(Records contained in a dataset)
►
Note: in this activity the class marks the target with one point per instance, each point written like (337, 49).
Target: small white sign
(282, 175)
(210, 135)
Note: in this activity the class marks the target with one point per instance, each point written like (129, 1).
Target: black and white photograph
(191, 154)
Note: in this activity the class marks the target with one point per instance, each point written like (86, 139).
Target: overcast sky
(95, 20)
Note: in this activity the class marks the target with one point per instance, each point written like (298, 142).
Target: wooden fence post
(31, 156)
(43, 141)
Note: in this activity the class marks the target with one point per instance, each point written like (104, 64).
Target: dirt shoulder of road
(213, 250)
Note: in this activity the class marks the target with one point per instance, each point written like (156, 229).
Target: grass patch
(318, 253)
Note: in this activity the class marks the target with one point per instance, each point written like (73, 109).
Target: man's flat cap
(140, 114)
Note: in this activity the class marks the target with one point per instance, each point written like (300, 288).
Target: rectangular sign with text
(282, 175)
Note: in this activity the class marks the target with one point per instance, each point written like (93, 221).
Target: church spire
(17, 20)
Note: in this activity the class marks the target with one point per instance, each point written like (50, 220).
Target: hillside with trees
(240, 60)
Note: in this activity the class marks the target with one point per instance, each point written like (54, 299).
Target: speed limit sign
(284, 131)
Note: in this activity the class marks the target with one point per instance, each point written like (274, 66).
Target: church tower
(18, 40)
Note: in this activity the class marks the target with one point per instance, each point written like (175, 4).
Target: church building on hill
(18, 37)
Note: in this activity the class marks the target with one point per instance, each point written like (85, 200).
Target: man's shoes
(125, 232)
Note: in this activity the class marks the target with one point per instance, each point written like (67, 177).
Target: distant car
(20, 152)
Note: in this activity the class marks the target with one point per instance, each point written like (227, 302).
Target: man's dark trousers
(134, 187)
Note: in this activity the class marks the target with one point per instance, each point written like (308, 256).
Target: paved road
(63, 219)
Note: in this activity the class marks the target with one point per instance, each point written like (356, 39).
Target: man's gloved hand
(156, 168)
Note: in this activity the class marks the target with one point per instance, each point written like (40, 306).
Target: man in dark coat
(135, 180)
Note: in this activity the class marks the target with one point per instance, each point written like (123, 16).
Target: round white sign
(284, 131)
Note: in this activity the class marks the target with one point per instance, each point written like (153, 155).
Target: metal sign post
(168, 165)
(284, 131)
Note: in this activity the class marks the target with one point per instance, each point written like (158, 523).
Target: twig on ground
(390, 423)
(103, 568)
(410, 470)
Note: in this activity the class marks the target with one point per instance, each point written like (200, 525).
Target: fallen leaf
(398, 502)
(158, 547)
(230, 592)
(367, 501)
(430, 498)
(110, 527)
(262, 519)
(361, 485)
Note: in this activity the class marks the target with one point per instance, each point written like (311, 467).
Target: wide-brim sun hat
◄
Exercise aim ->
Write out the records in full, exactly as they appear above.

Solution for this problem ->
Note: in this activity the class marks the target with one point per instance, each point written like (337, 49).
Target: small white sign
(282, 175)
(210, 135)
Note: in this activity the class marks the target with one point per instance, each point written like (129, 1).
Target: black and white photograph
(191, 154)
Note: in this activity the class marks the target with one point per instance, each point written like (86, 139).
Target: overcast sky
(95, 20)
Note: in this activity the class marks the target with one point per instance, each point written like (298, 142).
Target: wooden fence post
(31, 156)
(43, 141)
Note: in this activity the class marks the target with one point per instance, each point written like (104, 64).
Target: dirt shoulder of road
(213, 250)
Note: in this activity the class marks the target with one point per instance, each point written like (156, 229).
Target: grass patch
(318, 253)
Note: in this activity the class marks the target with one point per instance, each point written like (73, 109).
Target: man's flat cap
(140, 114)
Note: in this activity the class marks the target with one point per instance, each point written like (300, 288).
Target: rectangular sign with text
(282, 175)
Note: in this activity the class marks the target with one point per instance, each point written like (93, 221).
Target: church spire
(17, 20)
Note: in this activity the class marks the target with one point per instance, each point written like (50, 220).
Target: hillside with trees
(240, 60)
Note: in this activity the class marks the target with one point per instance, each point written like (54, 299).
Target: speed limit sign
(284, 131)
Note: in this activity the class marks the target with one point per instance, each point written like (274, 66).
Target: church tower
(18, 40)
Note: in this activity the class marks the target with one point per instance, each point written like (175, 4).
Target: church building on hill
(18, 37)
Note: in this activity the class marks the target with one point per instance, each point written like (85, 200).
Target: man's shoes
(125, 232)
Note: in this activity the class marks the target with one point per instance, each point written like (67, 177).
Target: distant car
(20, 152)
Note: in this activity the class marks the target with one point per instance, each point written like (227, 302).
Target: man's dark trousers
(134, 187)
Note: in this activity the class marks the target with one point per instance, each point written like (308, 256).
Target: paved road
(63, 219)
Note: in this activity the class marks the target with one point per instance, each point written like (356, 39).
Target: man's gloved hand
(156, 168)
Note: in this activity the class marks the target with one point per instance, each point written like (40, 306).
Target: man in dark coat
(135, 180)
Note: in this activity the class marks the target with one point per instance, each point written like (123, 16).
Target: round white sign
(284, 131)
Note: in this activity the class marks the target with one point per instance, each point written like (153, 155).
Target: metal sign post
(168, 165)
(284, 131)
Note: in this activity the class marks the target with one point per instance, each point written like (158, 523).
Target: twig on ground
(390, 423)
(103, 568)
(410, 470)
Note: in this activity the class marks the target with one point per instance, each point written like (200, 525).
Target: fallen leaf
(398, 502)
(158, 547)
(230, 592)
(367, 501)
(430, 498)
(110, 527)
(262, 519)
(361, 485)
Note: in this activity the class marks the target with one point per instance, each point written like (311, 467).
Target: wide-brim sun hat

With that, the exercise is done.